● EXERCISE REQUIREMENTS: Output every record word for word, minus the pictures.
DATA FOR THIS TASK Start Marker
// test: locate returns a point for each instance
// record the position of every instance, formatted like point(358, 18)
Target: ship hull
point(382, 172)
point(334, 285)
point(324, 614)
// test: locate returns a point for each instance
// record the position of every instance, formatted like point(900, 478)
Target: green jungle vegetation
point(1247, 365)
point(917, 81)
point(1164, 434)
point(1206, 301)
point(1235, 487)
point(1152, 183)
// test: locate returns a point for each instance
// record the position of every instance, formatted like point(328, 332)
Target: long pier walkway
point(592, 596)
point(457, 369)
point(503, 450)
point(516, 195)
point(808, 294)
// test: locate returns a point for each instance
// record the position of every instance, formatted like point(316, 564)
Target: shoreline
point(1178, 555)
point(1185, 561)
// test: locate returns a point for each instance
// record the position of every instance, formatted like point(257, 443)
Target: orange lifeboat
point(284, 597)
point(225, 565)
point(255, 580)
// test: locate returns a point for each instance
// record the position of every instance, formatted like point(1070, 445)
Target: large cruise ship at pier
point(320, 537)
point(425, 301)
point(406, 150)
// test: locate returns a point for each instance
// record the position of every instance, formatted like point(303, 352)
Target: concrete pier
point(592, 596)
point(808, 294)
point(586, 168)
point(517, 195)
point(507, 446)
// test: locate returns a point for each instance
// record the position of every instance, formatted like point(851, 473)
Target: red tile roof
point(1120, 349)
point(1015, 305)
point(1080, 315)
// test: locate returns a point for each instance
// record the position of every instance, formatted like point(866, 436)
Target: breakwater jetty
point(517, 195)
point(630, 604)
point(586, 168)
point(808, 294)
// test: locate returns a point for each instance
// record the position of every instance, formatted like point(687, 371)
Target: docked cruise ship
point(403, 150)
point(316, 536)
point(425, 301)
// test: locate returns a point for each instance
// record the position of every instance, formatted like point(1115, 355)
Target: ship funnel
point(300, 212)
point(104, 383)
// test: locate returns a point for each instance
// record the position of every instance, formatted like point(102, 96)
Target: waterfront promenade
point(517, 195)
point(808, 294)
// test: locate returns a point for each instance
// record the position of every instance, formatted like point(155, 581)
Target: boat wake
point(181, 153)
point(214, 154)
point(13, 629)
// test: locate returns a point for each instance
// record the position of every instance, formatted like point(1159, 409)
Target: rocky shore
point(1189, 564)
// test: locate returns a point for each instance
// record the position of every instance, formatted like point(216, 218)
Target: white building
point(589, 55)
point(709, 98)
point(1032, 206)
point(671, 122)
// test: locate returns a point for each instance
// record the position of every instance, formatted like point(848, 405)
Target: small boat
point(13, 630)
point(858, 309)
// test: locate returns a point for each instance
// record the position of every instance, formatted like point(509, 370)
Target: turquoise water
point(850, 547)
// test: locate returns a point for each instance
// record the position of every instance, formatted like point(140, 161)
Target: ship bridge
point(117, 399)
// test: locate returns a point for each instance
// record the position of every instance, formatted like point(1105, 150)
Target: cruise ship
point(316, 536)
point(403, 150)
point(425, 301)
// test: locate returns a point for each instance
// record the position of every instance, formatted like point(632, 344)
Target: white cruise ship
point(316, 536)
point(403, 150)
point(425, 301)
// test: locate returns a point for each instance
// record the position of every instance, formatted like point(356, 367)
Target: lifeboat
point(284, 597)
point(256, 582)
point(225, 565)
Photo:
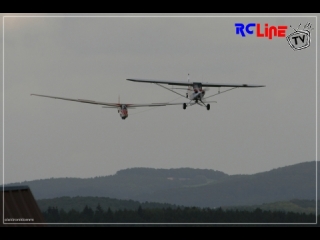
DATA FOR THIS TASK End Marker
● RESPONSE AREA:
// test: locate returns a point for each instance
// record the position of every instance, formatted like point(358, 18)
Target: ship hull
point(382, 172)
point(334, 285)
point(324, 614)
// test: locate returns a point for each instance
// record the position of every instance, formatted like point(900, 478)
Target: green jungle vegetation
point(1247, 365)
point(917, 81)
point(1164, 434)
point(1206, 301)
point(1235, 487)
point(1152, 183)
// test: locate returns a point for each instance
// record the position of every instance, formatted like point(328, 332)
Target: long pier walkway
point(592, 596)
point(457, 369)
point(503, 450)
point(516, 195)
point(808, 294)
// test: locate returns a point for each instance
// record the position of every instance, formatted like point(316, 564)
Target: shoreline
point(1178, 555)
point(1185, 561)
// test: locate returns a point for each instance
// record the position of every instance, formatted like point(257, 443)
Target: orange lifeboat
point(284, 597)
point(225, 565)
point(255, 580)
// test: locate returns a point for each instance
// record the position of every instance, formatted like point(1070, 445)
Target: large cruise ship at pier
point(320, 537)
point(425, 301)
point(406, 150)
// test: locate returns a point for each instance
// record the position of every instance, formatted like point(303, 352)
Target: concrete pier
point(592, 596)
point(808, 294)
point(586, 168)
point(517, 195)
point(507, 446)
// test: locate returns a point for each instance
// record the position of every instance, formatted like point(851, 473)
Target: red tile roof
point(1120, 349)
point(1015, 305)
point(1080, 315)
// test: locate returns a point for each instance
// record the position of every instance, formatted like point(866, 436)
Target: breakwater jetty
point(517, 195)
point(630, 604)
point(586, 168)
point(808, 294)
// test: locate returns a point for each instance
// record the position of every instance, formatted like point(687, 371)
Target: docked cruise ship
point(403, 150)
point(316, 536)
point(425, 301)
// test: locate returns a point for each instance
// record the position of every instance, formatted like point(1115, 355)
Target: ship funnel
point(300, 212)
point(104, 383)
// test: locate returns a point for each instance
// record the position of every instance, formatted like point(102, 96)
Target: waterfront promenade
point(517, 195)
point(808, 294)
// test: locate returns a point for each instance
// record the position of every instance, formatted like point(155, 581)
Target: boat wake
point(181, 153)
point(214, 154)
point(13, 629)
// test: locate returns a point for each instance
// record the position of every instance, formatted like point(1159, 409)
Target: rocky shore
point(1189, 564)
// test: locate returns a point for each instance
// record the position of every instance, formatted like point(216, 218)
Target: white building
point(589, 55)
point(709, 98)
point(1032, 206)
point(671, 122)
// test: locate returns a point for each instance
// record the position of every instance, formatted like point(848, 405)
Target: small boat
point(13, 630)
point(858, 309)
// test: locate returns a point for each instance
// record the position of every instance, formatted like point(509, 370)
Target: turquoise water
point(850, 547)
// test: locate returns a point for each instance
// record the position of every instance, formatted like point(140, 161)
Target: ship bridge
point(117, 399)
// test: locate returns a point for each instance
// record the position of every instance, formatted like point(1105, 150)
Target: cruise ship
point(316, 536)
point(403, 150)
point(425, 301)
// test: locate returns a point for each instance
// record the position of every instance, formatted like point(632, 344)
Target: white cruise ship
point(316, 536)
point(403, 150)
point(425, 301)
// test: locate returns a point for each instance
// record the position of every instance, formatted like point(356, 367)
Target: lifeboat
point(284, 597)
point(256, 582)
point(225, 565)
Photo:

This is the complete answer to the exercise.